------ Data for the task ------

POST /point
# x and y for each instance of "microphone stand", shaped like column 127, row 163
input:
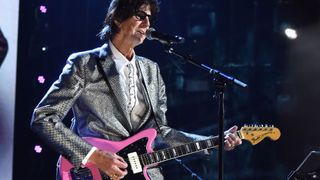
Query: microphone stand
column 221, row 81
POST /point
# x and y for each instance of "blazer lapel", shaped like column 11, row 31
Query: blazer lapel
column 109, row 68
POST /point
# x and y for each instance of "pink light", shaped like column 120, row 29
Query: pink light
column 38, row 148
column 41, row 79
column 43, row 9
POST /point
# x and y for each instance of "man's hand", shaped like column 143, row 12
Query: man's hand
column 231, row 138
column 110, row 163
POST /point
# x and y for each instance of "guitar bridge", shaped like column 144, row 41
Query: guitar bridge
column 81, row 174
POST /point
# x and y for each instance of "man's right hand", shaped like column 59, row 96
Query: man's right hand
column 110, row 163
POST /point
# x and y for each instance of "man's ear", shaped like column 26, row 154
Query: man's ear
column 117, row 22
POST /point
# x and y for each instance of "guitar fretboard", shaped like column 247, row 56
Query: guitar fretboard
column 178, row 151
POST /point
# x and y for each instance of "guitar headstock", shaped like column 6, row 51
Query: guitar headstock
column 255, row 134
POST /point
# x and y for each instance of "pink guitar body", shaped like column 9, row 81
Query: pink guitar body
column 142, row 139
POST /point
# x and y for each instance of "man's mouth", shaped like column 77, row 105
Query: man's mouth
column 141, row 32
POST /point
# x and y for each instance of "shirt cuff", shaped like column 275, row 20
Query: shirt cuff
column 85, row 160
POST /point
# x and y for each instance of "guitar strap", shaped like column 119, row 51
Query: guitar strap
column 153, row 115
column 116, row 100
column 111, row 91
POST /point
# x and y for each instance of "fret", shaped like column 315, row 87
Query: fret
column 157, row 156
column 174, row 152
column 188, row 148
column 147, row 159
column 142, row 160
column 197, row 146
column 163, row 155
column 169, row 154
column 209, row 144
column 151, row 158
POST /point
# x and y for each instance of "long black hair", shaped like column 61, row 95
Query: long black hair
column 120, row 10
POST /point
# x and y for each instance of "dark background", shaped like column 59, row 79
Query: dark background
column 243, row 38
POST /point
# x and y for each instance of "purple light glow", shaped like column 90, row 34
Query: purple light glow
column 41, row 79
column 43, row 9
column 38, row 148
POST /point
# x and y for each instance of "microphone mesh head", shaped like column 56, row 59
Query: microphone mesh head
column 149, row 32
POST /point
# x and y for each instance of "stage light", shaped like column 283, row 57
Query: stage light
column 291, row 33
column 43, row 9
column 41, row 79
column 38, row 149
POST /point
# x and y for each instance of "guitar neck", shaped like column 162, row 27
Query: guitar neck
column 178, row 151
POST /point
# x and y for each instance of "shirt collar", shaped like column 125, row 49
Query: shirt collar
column 120, row 59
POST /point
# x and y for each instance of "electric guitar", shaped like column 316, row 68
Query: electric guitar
column 138, row 154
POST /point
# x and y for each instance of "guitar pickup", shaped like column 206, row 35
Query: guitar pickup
column 134, row 162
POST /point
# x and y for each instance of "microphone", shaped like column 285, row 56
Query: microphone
column 152, row 34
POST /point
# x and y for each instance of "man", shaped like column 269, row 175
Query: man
column 129, row 99
column 3, row 47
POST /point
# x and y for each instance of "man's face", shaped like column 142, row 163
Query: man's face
column 134, row 28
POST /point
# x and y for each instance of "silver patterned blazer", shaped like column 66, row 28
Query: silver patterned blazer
column 82, row 88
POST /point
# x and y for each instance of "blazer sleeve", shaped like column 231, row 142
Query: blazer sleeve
column 171, row 136
column 47, row 116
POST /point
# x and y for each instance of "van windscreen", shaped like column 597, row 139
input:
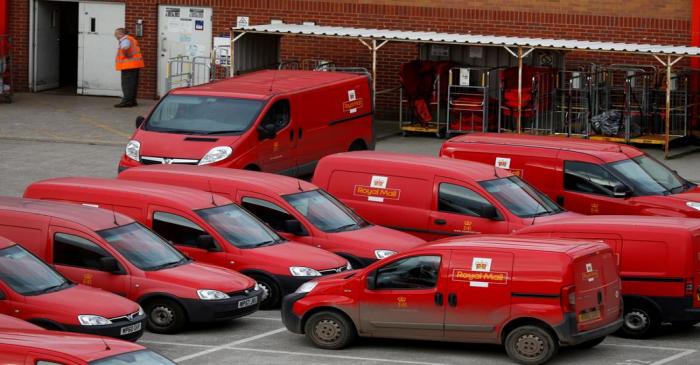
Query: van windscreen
column 26, row 274
column 520, row 198
column 203, row 115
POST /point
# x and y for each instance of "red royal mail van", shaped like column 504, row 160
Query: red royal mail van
column 588, row 177
column 433, row 197
column 276, row 121
column 659, row 260
column 297, row 209
column 22, row 343
column 206, row 227
column 110, row 251
column 33, row 291
column 530, row 295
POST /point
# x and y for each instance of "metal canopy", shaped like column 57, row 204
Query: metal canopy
column 470, row 39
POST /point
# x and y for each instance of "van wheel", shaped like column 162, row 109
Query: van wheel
column 271, row 292
column 165, row 316
column 640, row 321
column 329, row 330
column 530, row 345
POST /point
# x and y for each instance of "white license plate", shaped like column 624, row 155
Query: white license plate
column 247, row 302
column 130, row 329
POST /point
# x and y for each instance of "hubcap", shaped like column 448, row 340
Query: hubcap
column 162, row 316
column 637, row 320
column 530, row 346
column 327, row 330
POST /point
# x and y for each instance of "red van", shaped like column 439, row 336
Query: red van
column 22, row 343
column 588, row 177
column 433, row 197
column 206, row 227
column 659, row 260
column 33, row 291
column 276, row 121
column 297, row 209
column 110, row 251
column 530, row 295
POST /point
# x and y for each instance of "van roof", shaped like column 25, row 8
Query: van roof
column 599, row 148
column 264, row 84
column 89, row 217
column 161, row 194
column 246, row 180
column 447, row 167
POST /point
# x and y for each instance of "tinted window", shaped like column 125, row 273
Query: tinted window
column 588, row 178
column 76, row 251
column 417, row 272
column 176, row 229
column 203, row 115
column 458, row 199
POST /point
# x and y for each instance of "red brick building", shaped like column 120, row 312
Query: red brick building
column 634, row 21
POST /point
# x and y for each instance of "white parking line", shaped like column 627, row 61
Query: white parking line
column 234, row 343
column 334, row 356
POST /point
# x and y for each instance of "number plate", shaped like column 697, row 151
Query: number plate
column 130, row 329
column 247, row 302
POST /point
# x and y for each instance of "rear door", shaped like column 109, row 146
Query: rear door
column 478, row 294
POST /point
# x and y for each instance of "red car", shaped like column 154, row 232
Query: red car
column 206, row 227
column 22, row 343
column 433, row 197
column 111, row 251
column 276, row 121
column 33, row 291
column 531, row 295
column 587, row 177
column 297, row 209
column 659, row 260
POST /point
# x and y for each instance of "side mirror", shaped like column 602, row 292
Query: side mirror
column 294, row 227
column 621, row 191
column 206, row 242
column 109, row 264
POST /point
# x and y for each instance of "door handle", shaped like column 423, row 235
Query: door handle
column 438, row 298
column 452, row 299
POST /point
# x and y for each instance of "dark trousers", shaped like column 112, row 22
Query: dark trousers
column 130, row 83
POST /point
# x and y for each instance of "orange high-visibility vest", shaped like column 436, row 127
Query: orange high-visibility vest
column 131, row 58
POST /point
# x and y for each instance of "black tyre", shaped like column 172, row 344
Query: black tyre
column 590, row 343
column 640, row 321
column 165, row 316
column 330, row 330
column 271, row 292
column 531, row 345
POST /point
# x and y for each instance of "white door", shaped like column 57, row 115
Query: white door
column 47, row 20
column 97, row 48
column 184, row 32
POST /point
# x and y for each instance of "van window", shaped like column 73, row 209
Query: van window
column 278, row 115
column 418, row 272
column 588, row 178
column 176, row 229
column 268, row 212
column 76, row 251
column 458, row 199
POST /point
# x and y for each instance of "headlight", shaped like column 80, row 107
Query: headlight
column 207, row 294
column 132, row 150
column 216, row 154
column 382, row 254
column 303, row 271
column 694, row 205
column 93, row 320
column 306, row 287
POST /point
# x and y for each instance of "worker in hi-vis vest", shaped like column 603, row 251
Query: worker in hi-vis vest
column 129, row 61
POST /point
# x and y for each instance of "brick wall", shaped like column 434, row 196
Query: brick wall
column 638, row 21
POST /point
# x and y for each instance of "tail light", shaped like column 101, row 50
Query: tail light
column 568, row 298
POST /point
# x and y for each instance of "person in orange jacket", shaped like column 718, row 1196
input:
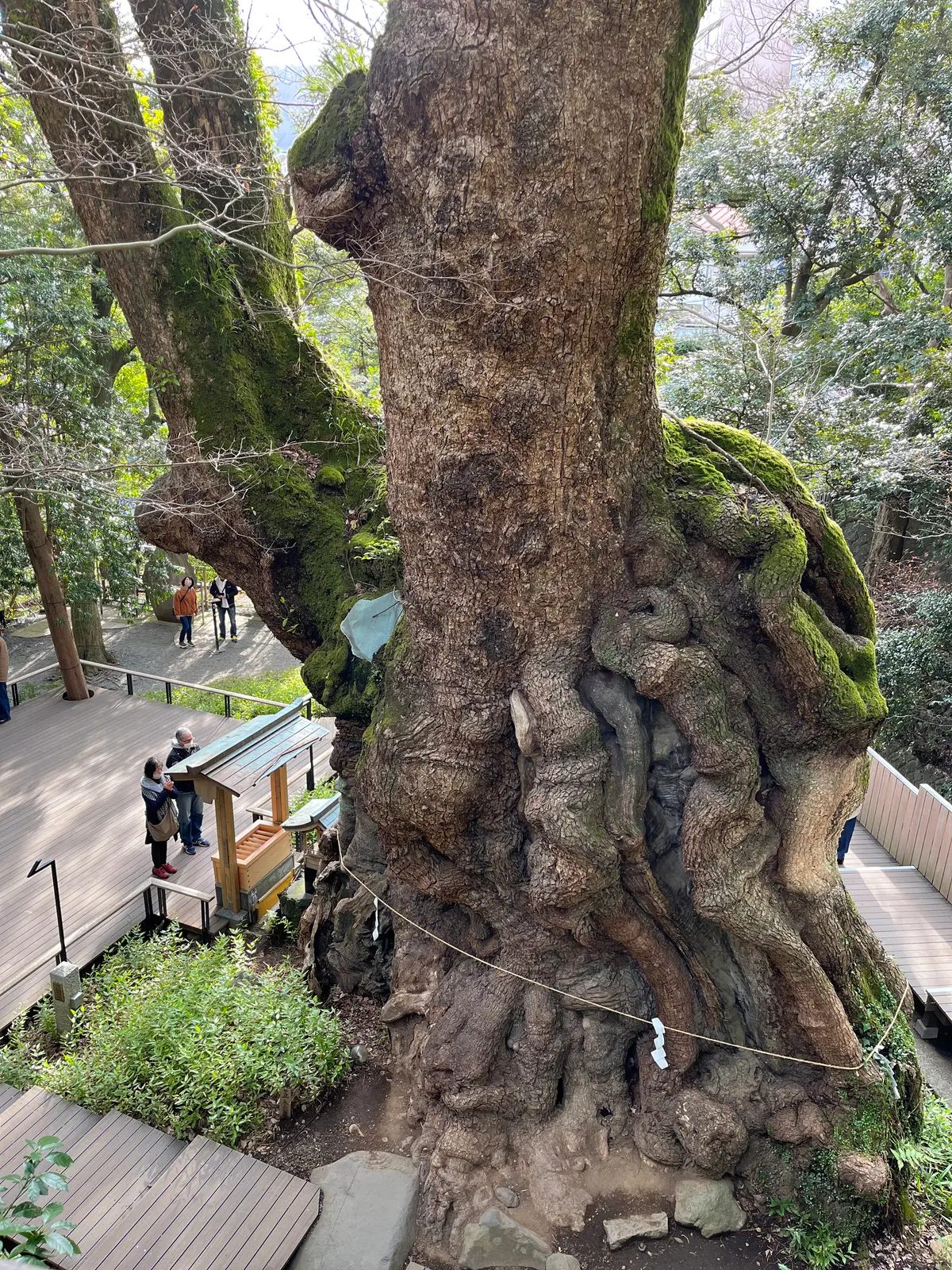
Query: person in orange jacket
column 184, row 605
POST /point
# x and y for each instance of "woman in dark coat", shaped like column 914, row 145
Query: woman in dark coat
column 156, row 791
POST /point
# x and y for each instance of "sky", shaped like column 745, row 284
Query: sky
column 283, row 31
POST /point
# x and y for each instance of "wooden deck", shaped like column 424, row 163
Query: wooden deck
column 69, row 789
column 144, row 1200
column 909, row 916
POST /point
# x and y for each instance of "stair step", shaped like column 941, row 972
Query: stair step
column 213, row 1210
column 36, row 1114
column 112, row 1166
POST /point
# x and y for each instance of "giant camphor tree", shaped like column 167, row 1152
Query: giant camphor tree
column 628, row 709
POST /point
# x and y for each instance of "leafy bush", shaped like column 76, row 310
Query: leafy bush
column 190, row 1041
column 926, row 1162
column 33, row 1229
column 274, row 685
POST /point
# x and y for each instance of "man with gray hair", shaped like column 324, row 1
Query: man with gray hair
column 190, row 806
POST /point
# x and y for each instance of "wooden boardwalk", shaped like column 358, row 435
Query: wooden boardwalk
column 69, row 789
column 909, row 916
column 144, row 1200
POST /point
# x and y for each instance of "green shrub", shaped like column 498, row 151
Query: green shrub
column 926, row 1164
column 32, row 1229
column 274, row 685
column 190, row 1041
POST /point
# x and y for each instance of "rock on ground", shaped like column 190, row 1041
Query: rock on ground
column 639, row 1226
column 497, row 1240
column 867, row 1175
column 368, row 1216
column 710, row 1206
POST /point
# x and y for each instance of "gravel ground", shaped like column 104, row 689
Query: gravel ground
column 152, row 647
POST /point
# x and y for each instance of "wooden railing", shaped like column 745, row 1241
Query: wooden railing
column 913, row 825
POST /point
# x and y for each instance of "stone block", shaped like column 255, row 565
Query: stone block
column 639, row 1226
column 295, row 902
column 710, row 1206
column 497, row 1240
column 368, row 1216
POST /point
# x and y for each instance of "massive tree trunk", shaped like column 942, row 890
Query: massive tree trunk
column 271, row 463
column 630, row 708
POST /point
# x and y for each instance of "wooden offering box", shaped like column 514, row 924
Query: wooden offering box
column 266, row 865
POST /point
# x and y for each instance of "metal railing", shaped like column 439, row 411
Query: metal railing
column 141, row 892
column 75, row 937
column 913, row 823
column 156, row 679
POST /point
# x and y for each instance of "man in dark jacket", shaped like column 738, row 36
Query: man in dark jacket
column 224, row 592
column 190, row 806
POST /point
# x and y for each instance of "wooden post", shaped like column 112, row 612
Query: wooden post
column 279, row 795
column 228, row 855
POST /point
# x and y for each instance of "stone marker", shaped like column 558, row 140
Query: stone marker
column 710, row 1206
column 368, row 1216
column 497, row 1240
column 639, row 1226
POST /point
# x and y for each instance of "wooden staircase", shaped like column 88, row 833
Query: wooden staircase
column 143, row 1199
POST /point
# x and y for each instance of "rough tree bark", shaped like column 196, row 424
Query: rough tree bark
column 630, row 706
column 88, row 632
column 628, row 709
column 42, row 559
column 889, row 537
column 272, row 465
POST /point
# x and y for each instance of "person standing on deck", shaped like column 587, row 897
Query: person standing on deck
column 224, row 592
column 162, row 822
column 847, row 835
column 190, row 804
column 184, row 605
column 4, row 675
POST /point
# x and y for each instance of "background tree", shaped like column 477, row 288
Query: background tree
column 630, row 704
column 828, row 296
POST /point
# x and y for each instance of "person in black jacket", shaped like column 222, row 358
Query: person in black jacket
column 156, row 793
column 224, row 592
column 190, row 804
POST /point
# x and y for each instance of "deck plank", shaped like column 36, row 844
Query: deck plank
column 79, row 764
column 909, row 918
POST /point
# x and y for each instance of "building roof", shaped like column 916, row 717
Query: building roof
column 248, row 755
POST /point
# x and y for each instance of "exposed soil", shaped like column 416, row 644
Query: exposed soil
column 366, row 1113
column 748, row 1250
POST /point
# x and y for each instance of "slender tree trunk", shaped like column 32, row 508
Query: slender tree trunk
column 628, row 709
column 88, row 632
column 889, row 537
column 41, row 558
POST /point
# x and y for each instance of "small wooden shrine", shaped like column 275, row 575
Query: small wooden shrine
column 251, row 870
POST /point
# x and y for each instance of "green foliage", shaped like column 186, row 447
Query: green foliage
column 32, row 1230
column 86, row 448
column 273, row 685
column 926, row 1161
column 190, row 1041
column 916, row 672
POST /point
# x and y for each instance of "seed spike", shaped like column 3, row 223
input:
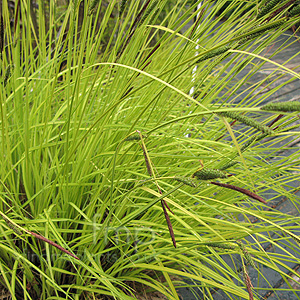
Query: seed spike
column 170, row 227
column 206, row 174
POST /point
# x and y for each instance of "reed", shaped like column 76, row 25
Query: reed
column 282, row 106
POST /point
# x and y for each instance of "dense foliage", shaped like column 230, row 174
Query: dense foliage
column 125, row 170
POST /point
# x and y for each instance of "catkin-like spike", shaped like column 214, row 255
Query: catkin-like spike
column 295, row 11
column 246, row 254
column 1, row 35
column 247, row 121
column 92, row 6
column 206, row 174
column 282, row 106
column 241, row 190
column 7, row 75
column 270, row 4
column 248, row 283
column 170, row 227
column 186, row 180
column 122, row 7
column 220, row 245
column 228, row 165
column 133, row 138
column 213, row 53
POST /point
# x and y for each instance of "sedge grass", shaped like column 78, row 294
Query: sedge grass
column 81, row 85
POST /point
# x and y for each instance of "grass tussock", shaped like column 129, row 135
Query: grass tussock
column 107, row 109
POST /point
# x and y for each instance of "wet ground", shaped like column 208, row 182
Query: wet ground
column 271, row 281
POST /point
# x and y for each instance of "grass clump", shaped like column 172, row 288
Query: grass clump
column 101, row 136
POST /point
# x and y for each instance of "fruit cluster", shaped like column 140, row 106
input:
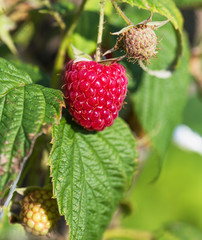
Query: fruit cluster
column 39, row 213
column 94, row 92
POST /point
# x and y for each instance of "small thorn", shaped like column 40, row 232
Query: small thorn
column 109, row 51
column 125, row 29
column 147, row 20
column 158, row 24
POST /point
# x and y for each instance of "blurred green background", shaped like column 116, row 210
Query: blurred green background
column 176, row 194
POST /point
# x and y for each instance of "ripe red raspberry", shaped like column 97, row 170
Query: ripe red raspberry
column 94, row 92
column 39, row 213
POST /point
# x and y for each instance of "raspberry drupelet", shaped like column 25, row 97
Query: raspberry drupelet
column 94, row 92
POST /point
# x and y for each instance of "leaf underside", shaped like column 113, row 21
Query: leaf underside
column 26, row 109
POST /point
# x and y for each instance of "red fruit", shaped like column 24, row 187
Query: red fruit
column 94, row 92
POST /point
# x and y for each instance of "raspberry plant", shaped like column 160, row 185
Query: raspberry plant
column 76, row 119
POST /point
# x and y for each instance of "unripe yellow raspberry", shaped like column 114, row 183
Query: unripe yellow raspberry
column 39, row 212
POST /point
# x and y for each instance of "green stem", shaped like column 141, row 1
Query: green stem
column 127, row 233
column 59, row 61
column 125, row 18
column 55, row 14
column 100, row 30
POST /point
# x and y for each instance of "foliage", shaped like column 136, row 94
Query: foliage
column 92, row 174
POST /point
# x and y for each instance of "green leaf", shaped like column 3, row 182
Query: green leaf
column 10, row 231
column 90, row 173
column 168, row 9
column 26, row 110
column 36, row 74
column 188, row 3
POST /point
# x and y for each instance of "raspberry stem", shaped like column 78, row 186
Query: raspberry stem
column 100, row 30
column 59, row 61
column 121, row 13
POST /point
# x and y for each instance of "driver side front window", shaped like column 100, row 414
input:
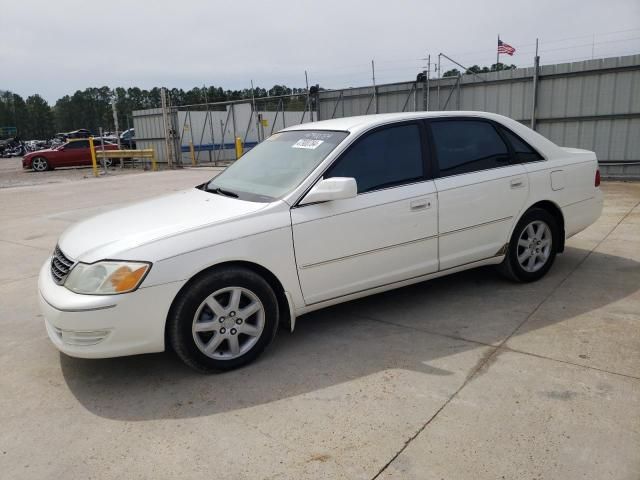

------

# [Task statement]
Report every line in the rows above that contains the string "mesh", matching case exactly.

# [Written solution]
# x and y for each instance of "microphone mesh head", shaped like column 56, row 59
Query: microphone mesh head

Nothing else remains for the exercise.